→ **WHAT YOU ARE ASKED TO DO**:
Please copy every one of the following entries line for line, changing nothing.
[Begin]
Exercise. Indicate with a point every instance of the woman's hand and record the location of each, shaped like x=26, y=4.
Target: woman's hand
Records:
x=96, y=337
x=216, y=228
[End]
→ **ANSWER**:
Exercise. Indicate with a point every instance of the woman's hand and record the location of each, shaped like x=26, y=4.
Target: woman's hand
Records:
x=96, y=337
x=216, y=228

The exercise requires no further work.